According to the text on energy leasing in Alberta caribou ranges, how much area of new oil and gas licences and leases within those ranges was auctioned on July 22?

-------- Text section --------

End in Sight for Energy Leasing in Alberta Caribou Ranges?

Alberta Wilderness Association (AWA) has found that no new energy rights within Alberta caribou ranges are scheduled for future sales. Two in-range licences covering 24 km2, which had been posted for the August 19 rights auction, have since been withdrawn by Alberta Energy. AWA recognizes the importance of these lease sale withdrawals and urges the Alberta government to defer all new energy leasing within caribou ranges, until strong habitat-recovery range plans are in place to ensure survival of Alberta’s endangered caribou.

“AWA welcomes the pause in energy leasing inside caribou ranges and the Alberta government’s withdrawal of two in-range licenses slated for sale in August,” says Carolyn Campbell, AWA conservation specialist.  “This is a golden opportunity for the Alberta government to reduce a main driver of caribou habitat destruction, by committing to defer all new in-range energy rights sales until strong caribou range plans that are required under federal law are in place.”

About 740 km2 of new oil and gas licences and leases within Alberta caribou ranges have been auctioned since the Notley government was sworn in on May 24, 2015. Most of that (550 km2) was posted before the election, although a sizeable area (180 km2) was auctioned on July 22. A formal deferral of new energy rights sales within two ranges (the Little Smoky and A La Peche, in west central Alberta) has been in place since May 2013. In early March 2015, the Alberta government withdrew 212 km2 of planned sales in endangered mountain caribou range after AWA, other conservation groups and citizens voiced strong concerns.

Caribou habitat solutions are within reach. It is possible for energy companies to aggregate and greatly reduce their surface footprint while extracting resources: Alberta could place total surface disturbance limits within ranges, and could provide companies alternatives to prove tenure, to encourage longer-distance directional drilling and pooling of leases. Alberta could also require forestry companies to share fibre quotas outside ranges to fairly share the burden of ending in-range logging, and could require extensive reforestation crews financed by energy companies to cushion impacts to municipalities.

Energy and forestry footprint in caribou ranges stimulates deer, moose, and predator populations, robbing the caribou of their ability to minimize overlap with predators. Provincial scientists assessed Alberta woodland caribou as ‘endangered’ in 2010, though the province has not yet updated their listing from ‘threatened’. Caribou recovery is both technically and biologically feasible, according to scientists.

-------- Given entries --------

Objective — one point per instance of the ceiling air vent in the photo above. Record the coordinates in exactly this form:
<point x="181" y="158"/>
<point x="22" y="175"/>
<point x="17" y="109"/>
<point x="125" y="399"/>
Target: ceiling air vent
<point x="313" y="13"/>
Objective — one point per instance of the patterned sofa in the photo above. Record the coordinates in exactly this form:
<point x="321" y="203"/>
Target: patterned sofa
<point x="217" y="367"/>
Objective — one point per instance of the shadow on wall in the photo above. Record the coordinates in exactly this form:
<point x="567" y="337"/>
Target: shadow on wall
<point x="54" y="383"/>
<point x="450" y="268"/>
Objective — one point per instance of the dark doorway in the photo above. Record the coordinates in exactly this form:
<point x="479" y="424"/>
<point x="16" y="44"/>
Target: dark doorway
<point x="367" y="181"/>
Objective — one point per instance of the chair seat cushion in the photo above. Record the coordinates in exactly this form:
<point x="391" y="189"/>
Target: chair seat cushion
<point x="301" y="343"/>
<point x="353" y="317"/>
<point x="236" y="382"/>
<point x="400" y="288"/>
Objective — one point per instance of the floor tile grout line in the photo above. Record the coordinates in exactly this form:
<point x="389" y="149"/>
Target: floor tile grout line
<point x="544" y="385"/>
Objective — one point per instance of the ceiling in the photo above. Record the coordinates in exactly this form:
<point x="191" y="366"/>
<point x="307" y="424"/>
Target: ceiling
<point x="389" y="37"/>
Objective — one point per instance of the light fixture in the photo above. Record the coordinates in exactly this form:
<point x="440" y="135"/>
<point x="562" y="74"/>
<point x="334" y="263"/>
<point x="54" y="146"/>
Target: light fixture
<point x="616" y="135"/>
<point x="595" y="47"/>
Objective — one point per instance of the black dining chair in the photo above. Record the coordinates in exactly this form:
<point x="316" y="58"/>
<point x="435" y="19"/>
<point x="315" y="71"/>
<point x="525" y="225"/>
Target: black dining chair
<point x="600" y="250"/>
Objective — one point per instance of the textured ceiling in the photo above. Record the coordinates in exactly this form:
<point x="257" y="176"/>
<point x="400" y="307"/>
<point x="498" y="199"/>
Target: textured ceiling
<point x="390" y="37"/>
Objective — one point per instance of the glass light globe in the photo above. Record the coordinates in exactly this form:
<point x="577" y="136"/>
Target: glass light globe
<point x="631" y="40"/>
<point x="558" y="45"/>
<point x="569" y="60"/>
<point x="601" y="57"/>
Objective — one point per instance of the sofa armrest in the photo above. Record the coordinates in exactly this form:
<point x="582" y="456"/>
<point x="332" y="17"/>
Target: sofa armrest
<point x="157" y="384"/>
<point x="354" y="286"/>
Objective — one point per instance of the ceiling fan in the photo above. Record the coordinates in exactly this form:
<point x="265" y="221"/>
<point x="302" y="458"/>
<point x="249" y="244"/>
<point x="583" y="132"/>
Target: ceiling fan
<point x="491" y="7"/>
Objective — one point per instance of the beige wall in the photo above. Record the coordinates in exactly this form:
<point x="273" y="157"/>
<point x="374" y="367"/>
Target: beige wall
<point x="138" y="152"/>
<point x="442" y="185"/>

--------

> **Reply to the exercise**:
180 km2